_Set task_: Exclude the pictures and retype the entries as written.

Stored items
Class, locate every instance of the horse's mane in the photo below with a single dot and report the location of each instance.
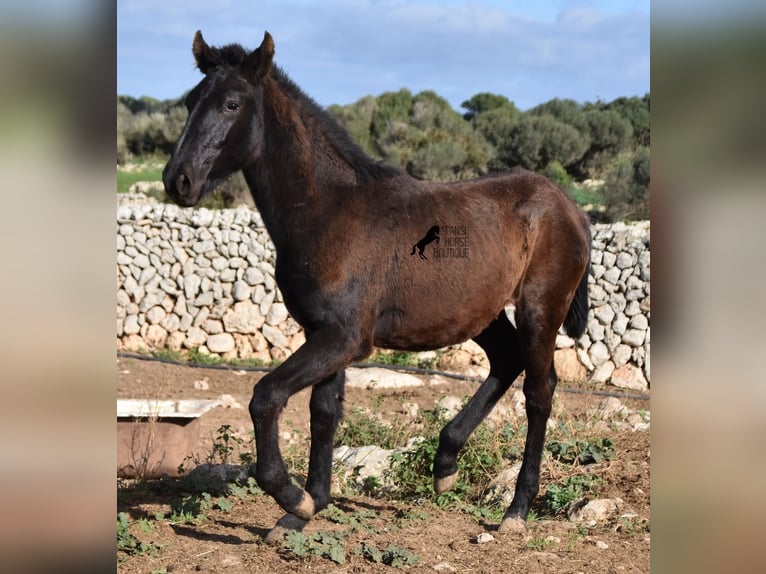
(366, 168)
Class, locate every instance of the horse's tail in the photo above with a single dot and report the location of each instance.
(577, 317)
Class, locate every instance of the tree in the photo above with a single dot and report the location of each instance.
(534, 141)
(357, 119)
(485, 102)
(626, 187)
(609, 135)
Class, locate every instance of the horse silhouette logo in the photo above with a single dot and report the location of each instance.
(420, 246)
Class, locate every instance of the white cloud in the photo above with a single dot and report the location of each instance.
(339, 50)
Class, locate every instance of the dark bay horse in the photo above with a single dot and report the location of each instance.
(343, 226)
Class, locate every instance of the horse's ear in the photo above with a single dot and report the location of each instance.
(258, 63)
(206, 57)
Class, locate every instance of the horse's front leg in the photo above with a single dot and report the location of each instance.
(326, 352)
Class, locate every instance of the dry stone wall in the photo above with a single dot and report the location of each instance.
(204, 279)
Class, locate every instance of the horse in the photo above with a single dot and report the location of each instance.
(342, 225)
(430, 236)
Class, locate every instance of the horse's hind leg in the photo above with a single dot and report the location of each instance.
(537, 324)
(326, 408)
(501, 343)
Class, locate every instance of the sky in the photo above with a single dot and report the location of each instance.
(339, 51)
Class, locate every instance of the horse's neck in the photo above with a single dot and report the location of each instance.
(294, 177)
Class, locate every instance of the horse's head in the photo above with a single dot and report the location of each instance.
(224, 130)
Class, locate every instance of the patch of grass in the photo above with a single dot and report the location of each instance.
(391, 555)
(583, 451)
(360, 428)
(330, 545)
(195, 356)
(128, 543)
(404, 359)
(151, 171)
(558, 497)
(485, 454)
(539, 543)
(583, 196)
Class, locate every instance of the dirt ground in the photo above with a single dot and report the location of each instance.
(445, 541)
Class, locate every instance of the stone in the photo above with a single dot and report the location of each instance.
(639, 322)
(629, 377)
(568, 365)
(483, 538)
(296, 341)
(634, 337)
(156, 337)
(243, 317)
(240, 291)
(253, 276)
(598, 353)
(361, 463)
(599, 510)
(191, 286)
(277, 314)
(130, 326)
(620, 323)
(612, 275)
(621, 355)
(501, 490)
(596, 331)
(195, 337)
(155, 315)
(213, 327)
(603, 372)
(449, 406)
(175, 340)
(562, 342)
(379, 378)
(220, 343)
(275, 336)
(624, 260)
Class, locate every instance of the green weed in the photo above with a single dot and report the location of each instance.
(392, 555)
(128, 543)
(583, 451)
(360, 428)
(328, 545)
(558, 497)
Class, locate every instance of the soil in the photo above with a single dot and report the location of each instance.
(444, 541)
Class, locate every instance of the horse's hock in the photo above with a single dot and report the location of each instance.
(198, 278)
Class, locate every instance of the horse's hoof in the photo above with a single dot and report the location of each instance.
(288, 523)
(512, 525)
(445, 483)
(305, 509)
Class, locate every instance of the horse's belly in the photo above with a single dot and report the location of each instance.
(435, 322)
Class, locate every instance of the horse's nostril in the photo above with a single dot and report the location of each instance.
(183, 183)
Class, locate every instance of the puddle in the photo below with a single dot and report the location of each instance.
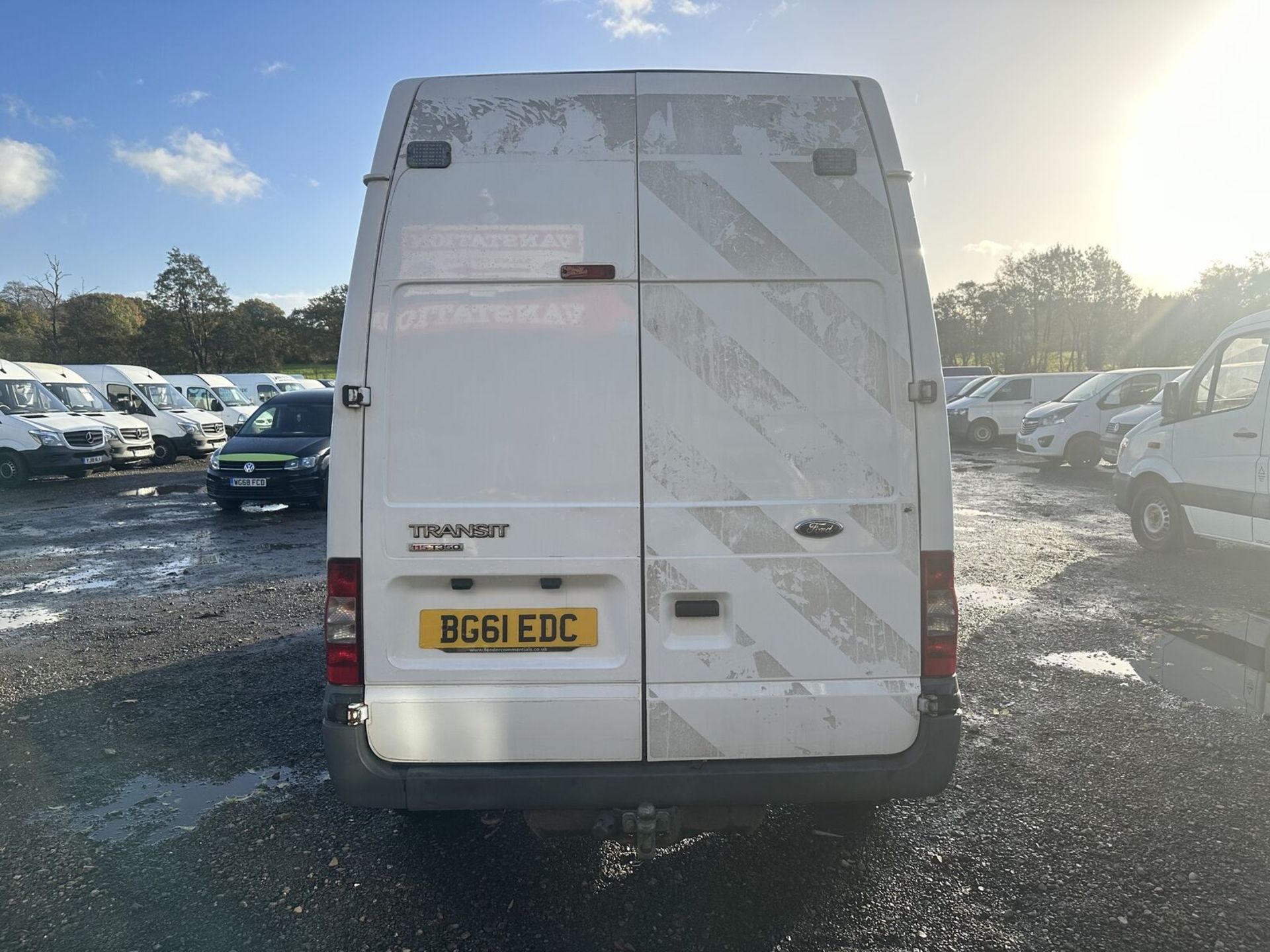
(158, 810)
(15, 619)
(157, 491)
(1091, 663)
(1214, 656)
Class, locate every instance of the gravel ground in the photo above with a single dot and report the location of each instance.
(161, 776)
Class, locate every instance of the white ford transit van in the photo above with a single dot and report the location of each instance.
(1067, 429)
(997, 408)
(178, 428)
(1201, 467)
(40, 437)
(263, 387)
(216, 395)
(128, 437)
(640, 498)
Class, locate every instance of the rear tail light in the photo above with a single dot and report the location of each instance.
(939, 616)
(343, 623)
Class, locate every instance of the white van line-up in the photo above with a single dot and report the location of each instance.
(263, 387)
(1201, 466)
(40, 437)
(640, 499)
(216, 395)
(1068, 429)
(178, 428)
(997, 408)
(128, 437)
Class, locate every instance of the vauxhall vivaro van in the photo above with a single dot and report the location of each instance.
(216, 395)
(128, 437)
(1067, 429)
(640, 496)
(997, 408)
(38, 436)
(1201, 467)
(178, 428)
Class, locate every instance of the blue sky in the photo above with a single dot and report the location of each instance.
(240, 131)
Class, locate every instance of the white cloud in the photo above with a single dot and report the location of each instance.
(18, 110)
(190, 97)
(287, 301)
(26, 175)
(695, 8)
(630, 18)
(999, 249)
(196, 164)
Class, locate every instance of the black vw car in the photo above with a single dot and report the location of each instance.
(278, 456)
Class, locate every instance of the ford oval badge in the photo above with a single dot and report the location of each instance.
(818, 528)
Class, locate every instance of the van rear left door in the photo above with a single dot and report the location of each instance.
(501, 481)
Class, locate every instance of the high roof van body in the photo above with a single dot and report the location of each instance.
(1202, 466)
(216, 395)
(178, 428)
(639, 489)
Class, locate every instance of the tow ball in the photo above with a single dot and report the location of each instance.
(648, 825)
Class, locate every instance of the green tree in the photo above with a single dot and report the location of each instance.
(101, 327)
(319, 324)
(193, 303)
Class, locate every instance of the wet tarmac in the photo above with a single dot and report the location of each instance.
(161, 775)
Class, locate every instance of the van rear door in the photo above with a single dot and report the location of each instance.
(775, 356)
(502, 582)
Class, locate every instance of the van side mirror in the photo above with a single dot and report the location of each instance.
(1171, 403)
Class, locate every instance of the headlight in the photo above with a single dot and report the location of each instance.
(48, 438)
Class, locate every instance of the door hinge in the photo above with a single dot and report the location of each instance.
(923, 391)
(356, 397)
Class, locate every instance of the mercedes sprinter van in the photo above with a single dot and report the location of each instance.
(128, 437)
(640, 500)
(1201, 466)
(178, 428)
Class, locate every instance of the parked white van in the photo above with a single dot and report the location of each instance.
(178, 428)
(1201, 467)
(997, 408)
(640, 499)
(128, 437)
(1068, 429)
(216, 395)
(40, 437)
(263, 387)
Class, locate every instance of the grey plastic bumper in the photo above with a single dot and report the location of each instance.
(364, 779)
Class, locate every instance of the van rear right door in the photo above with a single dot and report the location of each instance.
(775, 362)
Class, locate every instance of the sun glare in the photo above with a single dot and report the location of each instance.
(1195, 180)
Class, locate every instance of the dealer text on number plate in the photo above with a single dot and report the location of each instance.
(508, 629)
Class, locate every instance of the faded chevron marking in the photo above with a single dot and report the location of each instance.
(671, 738)
(851, 207)
(757, 397)
(827, 320)
(720, 220)
(837, 612)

_Result of the task_:
Class, locate every instance of the horse's mane in the photo below with a single dot and report the location of each instance.
(366, 168)
Class, locate every instance of the horse's tail in the photo above with a single dot and report the location of each instance.
(577, 317)
Class, locate every instance of the tree in the photo above with a single dot and report the location of each instance.
(534, 141)
(357, 119)
(485, 102)
(626, 187)
(609, 135)
Class, locate every instance of the horse silhouette logo in the photo above with a single dot and report the location of each instance.
(420, 246)
Class, locate every instance of the white cloud in the photo above with a single dot and report the location of each instance.
(339, 50)
Class, locate every instance of the dark bay horse in the photo above with a single dot and report the location of each instance.
(343, 226)
Class, locate every instance of the horse's ear in the photo above with a single dot and report the location of each instance.
(258, 63)
(206, 57)
Class, locate every instance of the horse's front leg in the photo above with a single dot and report the location of each instance.
(326, 352)
Class, locate every instance of the dry stone wall in the photo above with a single dot and report the location of each instance.
(204, 279)
Class, locate every instance of the horse in the photo above with a single dot and report the location of each instance.
(342, 225)
(430, 236)
Class, locate every instance of the horse's hind leg in the photo above with a single dot and report the location of each instance.
(537, 324)
(326, 408)
(501, 343)
Class, locate every instance of the sky in the photo above with a single dot and report the location of each instance.
(339, 51)
Class, locate every instance of the horse's neck in the photo above with a single dot and report the location of each instance.
(294, 177)
Class, locate every instance of the horse's head in the photo above with a single dot and report the location of each instance.
(224, 130)
Class, locate every instance of the patch of grass in the photo above with a single dot and report the location of each instance.
(391, 555)
(583, 451)
(360, 428)
(330, 545)
(195, 356)
(128, 543)
(404, 359)
(151, 171)
(558, 497)
(485, 454)
(539, 543)
(583, 196)
Class, locate every instance of the dirt ground in the photo above with a single dot and report the location of each instance.
(445, 541)
Class, locate every instance of the stone in the photo above with a single dot and report the location of each instance.
(639, 322)
(629, 377)
(568, 365)
(483, 538)
(296, 341)
(634, 337)
(156, 337)
(243, 317)
(240, 291)
(253, 276)
(598, 353)
(361, 463)
(599, 510)
(191, 286)
(277, 314)
(130, 326)
(620, 323)
(612, 275)
(621, 355)
(501, 490)
(596, 331)
(195, 337)
(155, 315)
(213, 327)
(603, 372)
(449, 406)
(175, 340)
(562, 342)
(379, 378)
(220, 343)
(275, 336)
(624, 260)
Class, locate every instance of the green weed in the photo above with a single dot and report the location of each instance.
(392, 555)
(128, 543)
(583, 451)
(360, 428)
(328, 545)
(558, 497)
Class, locate every instance of the soil in the photo above with a single dot and report the location of each instance.
(444, 541)
Class, locate every instance of the horse's hock in the photo above with a single dot and report the location of each instance.
(198, 278)
Class, locate every instance of the horse's hoof in the photo above with a single dot and report the location of each instance.
(288, 523)
(512, 525)
(445, 483)
(305, 509)
Class, locate every instance of the horse's belly in the photo above with a single dot and report the location of each instance.
(435, 322)
Class, locate every instance of the horse's nostril in the photo above with a single dot and report the location of each instance.
(183, 183)
Class, locate every instance of the puddle in the photo below with a single dot and report the location of each instance.
(158, 810)
(15, 619)
(157, 491)
(1091, 663)
(1214, 656)
Class, locate every instance of the gravel ground in the photo above with a single dot and report the location of each instance.
(161, 776)
Class, locate every instance of the white ford transit van in the photo above with a single dot and report the location of each instance.
(1067, 429)
(997, 408)
(178, 428)
(1201, 467)
(40, 437)
(263, 387)
(216, 395)
(128, 437)
(640, 498)
Class, locate every instance of the rear tail light in the photo above with a single dot and report the location of each instance.
(939, 616)
(343, 623)
Class, locate every instance of the white van line-up in the photo above with a single dot and report the location of each instance.
(263, 387)
(1201, 466)
(40, 437)
(640, 499)
(216, 395)
(1068, 429)
(178, 428)
(997, 408)
(128, 437)
Class, locate every instance of the vauxhall vivaro van in the photo above with a single dot and report the location of each instance.
(216, 395)
(128, 437)
(1067, 429)
(640, 496)
(997, 408)
(38, 436)
(1201, 467)
(178, 428)
Class, locate every instance of the blue sky in the photo above with a single dot and report the location of each instance.
(240, 131)
Class, locate every instance of the white cloud in the photo above with a single dot and report the location of each instance.
(18, 110)
(190, 97)
(287, 301)
(26, 175)
(695, 8)
(630, 18)
(999, 249)
(196, 164)
Class, locate every instance of the black vw car in the photo above with a single dot and report the location of each instance.
(278, 456)
Class, locate every instance of the ford oval badge in the photo above with a single dot and report the location of each instance.
(818, 528)
Class, locate every instance of the van rear left door in the photo above with a single dot and report the location of each instance.
(501, 481)
Class, locate every instance of the high roof van body in the photo above with a single dot and report the location of each instance.
(1202, 466)
(216, 395)
(178, 428)
(639, 489)
Class, locate every instance of the tow ball in the photo above with a single dot and report the location of each instance.
(648, 825)
Class, locate every instance of the green tree in the photo above with a single dot and report the location of each instance.
(101, 327)
(319, 324)
(193, 303)
Class, locate every instance of the wet tarmac in the photo above with a single dot and report the location of each instance.
(161, 775)
Class, locate every instance of the van rear door in the photo above with a single dot and report the location of each instance.
(775, 356)
(502, 582)
Class, locate every instance of the van side mirror in the photo above with a single dot and report the location of each instance.
(1171, 403)
Class, locate every instance of the headlight in the photo above with a single dot and report the location of each instance.
(48, 438)
Class, locate every instance of the door hinge in the photo above with a single dot and report the location of each instance.
(923, 391)
(356, 397)
Class, locate every instance of the mercedes sprinter van in the photo above with a single dot and report the location of each instance.
(128, 437)
(640, 500)
(1201, 466)
(178, 428)
Class, locate every instance of the parked white van in the photo above with a single dot and report the location of each instance.
(178, 428)
(1201, 467)
(997, 408)
(640, 499)
(128, 437)
(1068, 429)
(216, 395)
(40, 437)
(263, 387)
Class, locate every instance of the grey plastic bumper in the photo above with a single dot and report the location of each instance.
(364, 779)
Class, locate every instance of the van rear right door in the photo above with a single dot and report the location of each instance.
(775, 362)
Class, locate every instance of the sun glare in the photo above with a single dot and report the location of each instance.
(1195, 180)
Class, locate every instance of the dealer text on number plate in the photo above with a single dot and report the location of each instance.
(508, 629)
Class, locate every instance of the faded chevron marking in the photo above with a single dot and report the location of each instance.
(671, 738)
(851, 207)
(757, 397)
(827, 320)
(720, 220)
(837, 612)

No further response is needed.